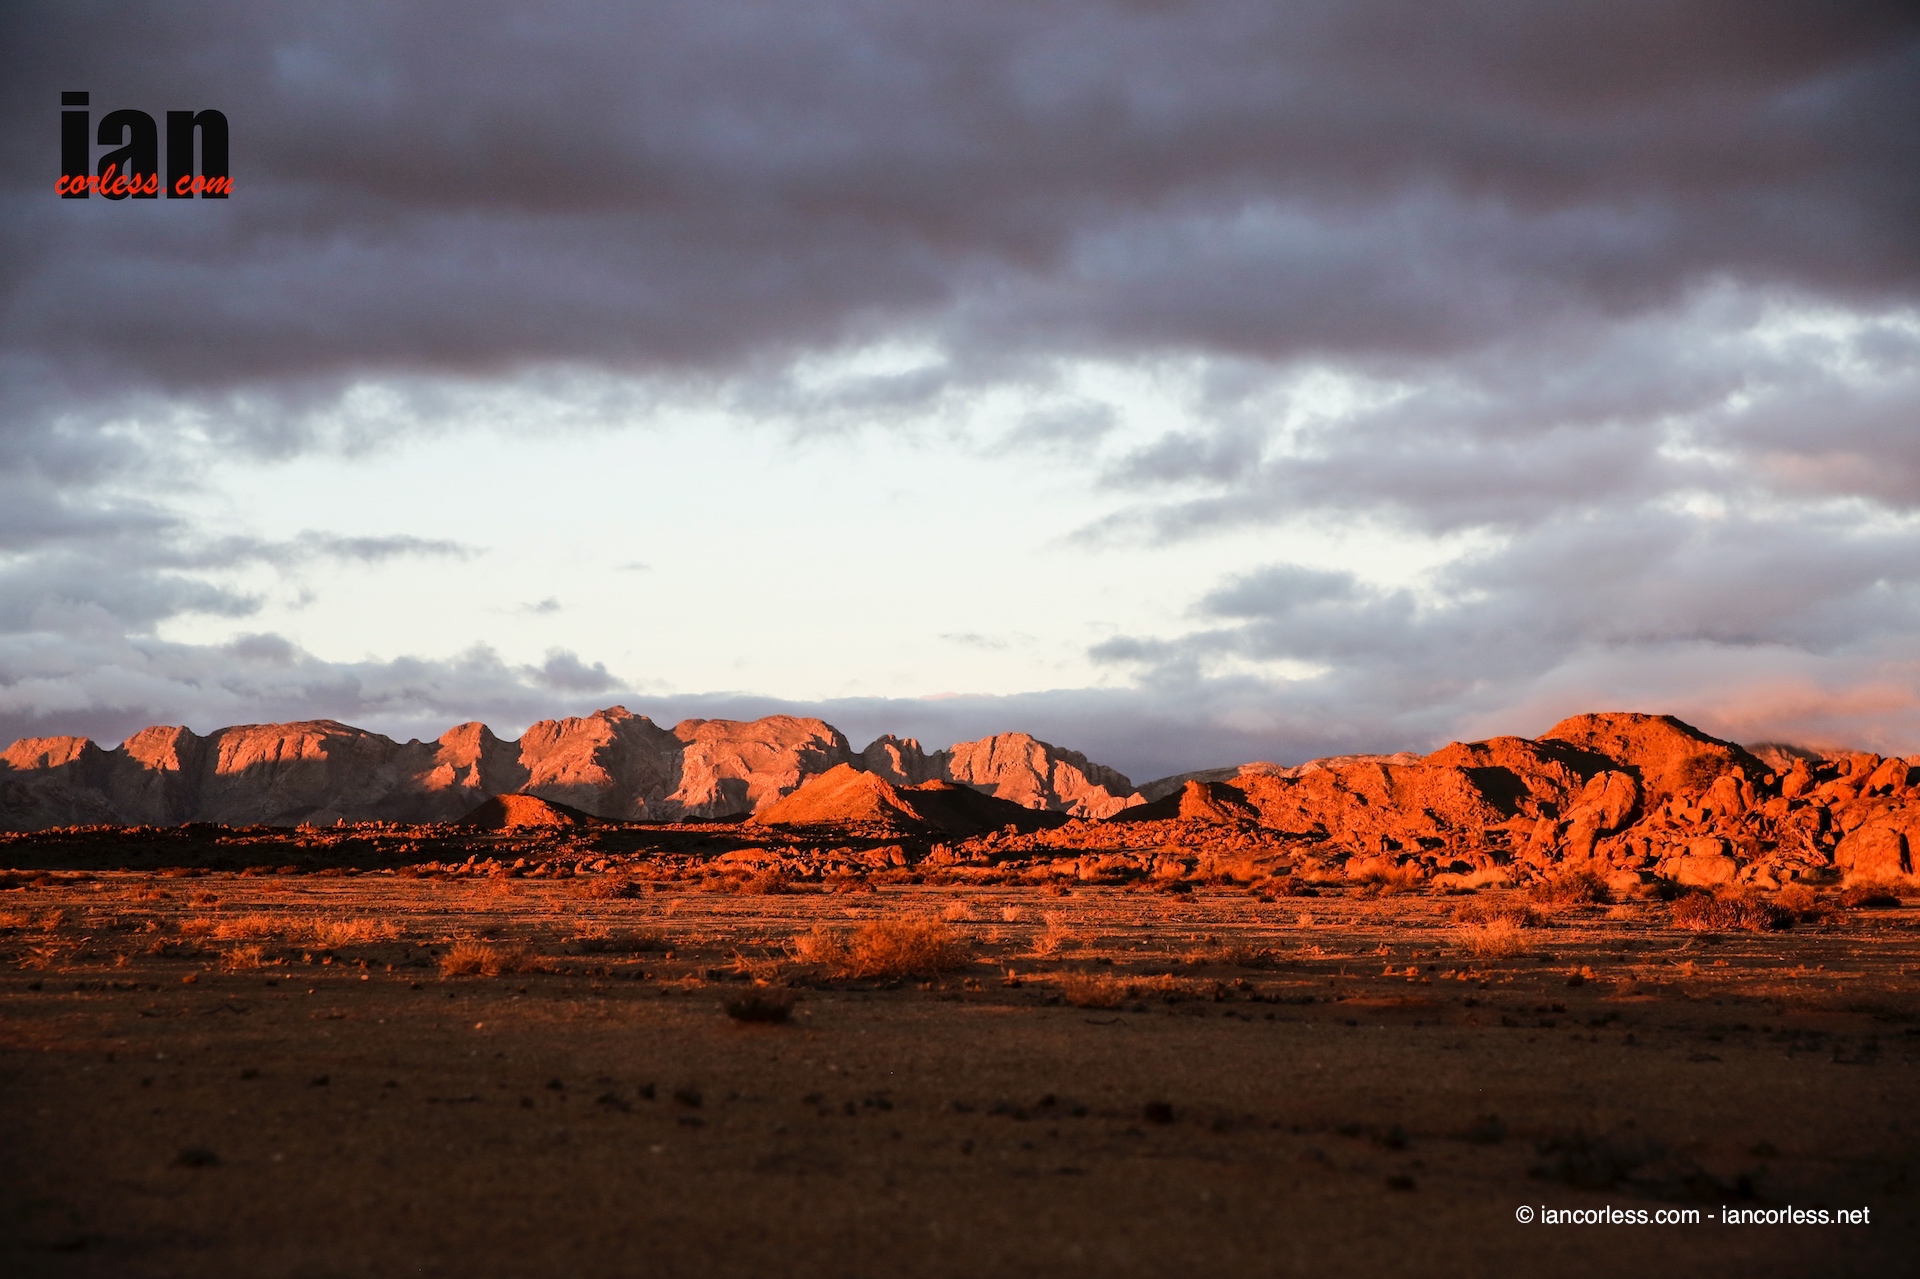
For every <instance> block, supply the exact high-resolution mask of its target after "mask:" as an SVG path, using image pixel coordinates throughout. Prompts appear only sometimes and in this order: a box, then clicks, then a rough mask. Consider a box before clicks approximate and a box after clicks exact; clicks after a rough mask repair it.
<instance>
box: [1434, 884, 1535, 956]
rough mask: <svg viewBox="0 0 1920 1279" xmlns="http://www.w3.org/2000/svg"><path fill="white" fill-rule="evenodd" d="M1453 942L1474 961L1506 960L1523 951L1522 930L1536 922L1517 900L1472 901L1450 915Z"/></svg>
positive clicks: (1481, 899) (1510, 898)
mask: <svg viewBox="0 0 1920 1279" xmlns="http://www.w3.org/2000/svg"><path fill="white" fill-rule="evenodd" d="M1453 920H1455V928H1453V939H1455V941H1457V943H1459V945H1461V947H1463V949H1465V951H1467V953H1469V954H1473V956H1475V958H1507V956H1513V954H1519V953H1521V951H1524V949H1526V929H1528V928H1532V926H1534V924H1538V922H1540V916H1538V914H1534V908H1532V906H1530V905H1526V903H1524V901H1521V899H1519V897H1507V895H1500V897H1475V899H1473V901H1469V903H1467V905H1463V906H1461V908H1459V910H1455V912H1453Z"/></svg>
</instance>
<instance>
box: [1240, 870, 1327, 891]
mask: <svg viewBox="0 0 1920 1279" xmlns="http://www.w3.org/2000/svg"><path fill="white" fill-rule="evenodd" d="M1250 889H1252V891H1254V893H1265V895H1267V897H1319V889H1317V887H1313V885H1311V883H1308V881H1306V880H1302V878H1300V876H1296V874H1294V872H1286V874H1283V876H1269V878H1265V880H1258V881H1254V883H1252V885H1250Z"/></svg>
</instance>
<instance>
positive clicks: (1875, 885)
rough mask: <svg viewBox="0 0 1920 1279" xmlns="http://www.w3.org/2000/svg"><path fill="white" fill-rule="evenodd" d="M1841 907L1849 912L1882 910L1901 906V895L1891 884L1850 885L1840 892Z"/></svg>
mask: <svg viewBox="0 0 1920 1279" xmlns="http://www.w3.org/2000/svg"><path fill="white" fill-rule="evenodd" d="M1839 905H1841V906H1843V908H1847V910H1882V908H1889V906H1899V905H1901V895H1899V889H1897V887H1895V885H1891V883H1849V885H1847V887H1843V889H1841V891H1839Z"/></svg>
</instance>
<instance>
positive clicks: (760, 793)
mask: <svg viewBox="0 0 1920 1279" xmlns="http://www.w3.org/2000/svg"><path fill="white" fill-rule="evenodd" d="M843 764H847V766H852V768H856V770H862V772H872V774H874V776H879V778H883V780H887V782H891V784H902V785H920V784H925V782H952V784H962V785H968V787H973V789H977V791H985V793H989V795H996V797H1000V799H1006V801H1010V803H1016V805H1020V807H1023V808H1041V810H1048V812H1064V814H1071V816H1106V814H1112V812H1117V810H1121V808H1123V807H1127V805H1129V803H1139V801H1137V799H1133V785H1131V784H1129V782H1127V778H1123V776H1121V774H1117V772H1114V770H1112V768H1104V766H1100V764H1094V762H1091V760H1087V757H1083V755H1079V753H1075V751H1062V749H1058V747H1052V745H1048V743H1044V741H1035V739H1033V737H1029V736H1025V734H1000V736H995V737H985V739H981V741H964V743H958V745H954V747H952V749H948V751H935V753H931V755H927V753H924V751H922V749H920V743H918V741H912V739H899V737H881V739H879V741H874V743H872V745H868V747H866V751H860V753H858V755H854V751H852V749H851V745H849V741H847V737H845V736H843V734H841V732H839V730H837V728H833V726H831V724H826V722H822V720H808V718H797V716H787V714H776V716H768V718H760V720H751V722H737V720H685V722H682V724H676V726H674V728H660V726H659V724H655V722H653V720H649V718H647V716H641V714H632V712H630V711H626V709H624V707H609V709H607V711H597V712H593V714H588V716H580V718H564V720H541V722H540V724H534V726H532V728H528V730H526V734H522V736H520V739H518V741H505V739H501V737H497V736H495V734H493V732H492V730H490V728H488V726H486V724H461V726H457V728H453V730H449V732H445V734H442V737H440V739H436V741H394V739H392V737H384V736H380V734H371V732H367V730H361V728H351V726H348V724H338V722H334V720H307V722H298V724H242V726H236V728H221V730H217V732H213V734H207V736H205V737H202V736H198V734H194V732H190V730H186V728H146V730H142V732H138V734H134V736H132V737H129V739H127V741H125V743H121V745H119V747H115V749H111V751H104V749H100V747H98V745H96V743H92V741H88V739H84V737H27V739H21V741H15V743H13V745H10V747H8V749H6V753H4V755H0V830H46V828H52V826H79V824H125V826H171V824H179V822H221V824H228V826H246V824H267V826H300V824H311V826H332V824H338V822H365V820H386V822H440V820H453V818H459V816H463V814H467V812H470V810H472V808H476V807H478V805H480V803H482V801H486V799H490V797H493V795H518V793H524V795H538V797H541V799H547V801H553V803H559V805H566V807H570V808H578V810H582V812H588V814H591V816H599V818H614V820H678V818H724V816H747V814H753V812H758V810H762V808H766V807H768V805H772V803H774V801H778V799H781V797H783V795H789V793H793V791H795V789H799V787H801V784H804V782H806V780H808V778H814V776H820V774H824V772H828V770H831V768H837V766H843Z"/></svg>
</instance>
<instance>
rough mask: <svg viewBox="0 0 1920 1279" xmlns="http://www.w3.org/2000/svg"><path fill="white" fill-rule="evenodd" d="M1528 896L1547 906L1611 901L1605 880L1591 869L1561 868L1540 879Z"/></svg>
mask: <svg viewBox="0 0 1920 1279" xmlns="http://www.w3.org/2000/svg"><path fill="white" fill-rule="evenodd" d="M1528 897H1532V899H1534V901H1538V903H1542V905H1548V906H1605V905H1607V903H1611V901H1613V893H1611V891H1607V881H1605V880H1601V878H1599V876H1597V874H1594V872H1592V870H1563V872H1561V874H1557V876H1549V878H1546V880H1540V881H1538V883H1534V885H1532V889H1528Z"/></svg>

———

What is needed:
Without including any pictures, return every line of the records exactly.

Answer space:
For every <instance> block, supply the exact high-resolution mask of its target after "mask:" as an SVG path, using image pixel coordinates throughout. Prompts appear only sometimes and in this order: a box, then clicks, then a rough mask. Consider a box before clicks approximate and a box after clicks exact; clicks after a rough mask repair it.
<instance>
box: [1434, 884, 1535, 956]
rough mask: <svg viewBox="0 0 1920 1279" xmlns="http://www.w3.org/2000/svg"><path fill="white" fill-rule="evenodd" d="M1453 942L1474 961L1506 960L1523 951L1522 930L1536 922L1517 900L1472 901L1450 915Z"/></svg>
positive clicks: (1481, 899) (1510, 898)
mask: <svg viewBox="0 0 1920 1279" xmlns="http://www.w3.org/2000/svg"><path fill="white" fill-rule="evenodd" d="M1453 920H1455V928H1453V939H1455V941H1457V943H1459V945H1461V947H1463V949H1465V951H1467V953H1469V954H1473V956H1475V958H1507V956H1513V954H1519V953H1521V951H1524V949H1526V929H1528V928H1532V926H1534V924H1538V922H1540V916H1538V914H1534V908H1532V906H1530V905H1526V903H1524V901H1521V899H1519V897H1507V895H1500V897H1475V899H1473V901H1469V903H1467V905H1463V906H1461V908H1459V910H1455V912H1453Z"/></svg>
</instance>
<instance>
box: [1240, 870, 1327, 891]
mask: <svg viewBox="0 0 1920 1279" xmlns="http://www.w3.org/2000/svg"><path fill="white" fill-rule="evenodd" d="M1250 889H1252V891H1254V893H1265V895H1267V897H1319V889H1317V887H1313V885H1311V883H1308V881H1306V880H1302V878H1300V876H1296V874H1294V872H1286V874H1283V876H1269V878H1265V880H1258V881H1254V883H1252V885H1250Z"/></svg>
</instance>
<instance>
positive clicks: (1875, 885)
rough mask: <svg viewBox="0 0 1920 1279" xmlns="http://www.w3.org/2000/svg"><path fill="white" fill-rule="evenodd" d="M1841 907L1849 912L1882 910L1901 906V895L1891 884L1850 885L1840 892Z"/></svg>
mask: <svg viewBox="0 0 1920 1279" xmlns="http://www.w3.org/2000/svg"><path fill="white" fill-rule="evenodd" d="M1839 905H1841V906H1843V908H1847V910H1882V908H1889V906H1899V905H1901V895H1899V889H1897V887H1895V885H1891V883H1849V885H1847V887H1843V889H1841V891H1839Z"/></svg>
</instance>
<instance>
positive clicks: (760, 793)
mask: <svg viewBox="0 0 1920 1279" xmlns="http://www.w3.org/2000/svg"><path fill="white" fill-rule="evenodd" d="M843 764H847V766H852V768H856V770H862V772H872V774H874V776H879V778H883V780H887V782H891V784H902V785H920V784H925V782H952V784H962V785H968V787H973V789H977V791H985V793H989V795H996V797H1000V799H1006V801H1010V803H1016V805H1020V807H1023V808H1041V810H1048V812H1064V814H1071V816H1106V814H1112V812H1117V810H1121V808H1123V807H1127V805H1129V803H1139V801H1137V799H1133V785H1131V784H1129V782H1127V778H1123V776H1121V774H1117V772H1114V770H1112V768H1104V766H1100V764H1094V762H1091V760H1087V757H1083V755H1079V753H1075V751H1062V749H1058V747H1052V745H1048V743H1044V741H1035V739H1033V737H1029V736H1025V734H1000V736H995V737H985V739H981V741H964V743H958V745H954V747H952V749H948V751H935V753H931V755H927V753H924V751H922V749H920V743H918V741H912V739H899V737H881V739H879V741H874V743H872V745H868V747H866V751H860V753H858V755H854V751H852V749H851V745H849V741H847V737H845V736H843V734H841V732H839V730H837V728H833V726H831V724H826V722H822V720H808V718H797V716H787V714H776V716H768V718H760V720H751V722H737V720H685V722H682V724H676V726H674V728H660V726H659V724H655V722H653V720H649V718H647V716H641V714H632V712H630V711H626V709H624V707H609V709H607V711H597V712H593V714H588V716H580V718H564V720H541V722H540V724H534V726H532V728H528V730H526V734H522V736H520V739H518V741H505V739H501V737H497V736H495V734H493V732H492V730H490V728H488V726H486V724H461V726H457V728H453V730H449V732H445V734H442V737H440V739H436V741H394V739H392V737H384V736H380V734H371V732H367V730H361V728H351V726H348V724H338V722H334V720H307V722H298V724H242V726H236V728H221V730H217V732H213V734H207V736H205V737H202V736H198V734H194V732H190V730H186V728H146V730H142V732H138V734H134V736H132V737H129V739H127V741H125V743H121V745H119V747H115V749H111V751H104V749H100V747H98V745H96V743H92V741H88V739H84V737H27V739H21V741H15V743H13V745H10V747H8V749H6V753H4V755H0V830H46V828H52V826H79V824H125V826H171V824H179V822H221V824H228V826H246V824H267V826H300V824H311V826H332V824H338V822H365V820H386V822H440V820H453V818H459V816H463V814H467V812H470V810H472V808H476V807H478V805H480V803H482V801H486V799H490V797H493V795H518V793H524V795H538V797H541V799H547V801H553V803H559V805H566V807H570V808H578V810H582V812H588V814H591V816H599V818H614V820H678V818H724V816H747V814H753V812H758V810H762V808H766V807H768V805H772V803H774V801H778V799H781V797H783V795H789V793H793V791H795V789H799V787H801V784H804V782H806V780H808V778H814V776H820V774H824V772H828V770H831V768H837V766H843Z"/></svg>
</instance>
<instance>
rough mask: <svg viewBox="0 0 1920 1279" xmlns="http://www.w3.org/2000/svg"><path fill="white" fill-rule="evenodd" d="M1528 896L1547 906L1611 901L1605 880L1591 869L1561 868L1540 879Z"/></svg>
mask: <svg viewBox="0 0 1920 1279" xmlns="http://www.w3.org/2000/svg"><path fill="white" fill-rule="evenodd" d="M1528 897H1532V899H1534V901H1538V903H1542V905H1548V906H1605V905H1607V903H1611V901H1613V893H1611V891H1607V881H1605V880H1601V878H1599V876H1597V874H1594V872H1592V870H1563V872H1561V874H1557V876H1549V878H1546V880H1540V881H1538V883H1534V885H1532V889H1528Z"/></svg>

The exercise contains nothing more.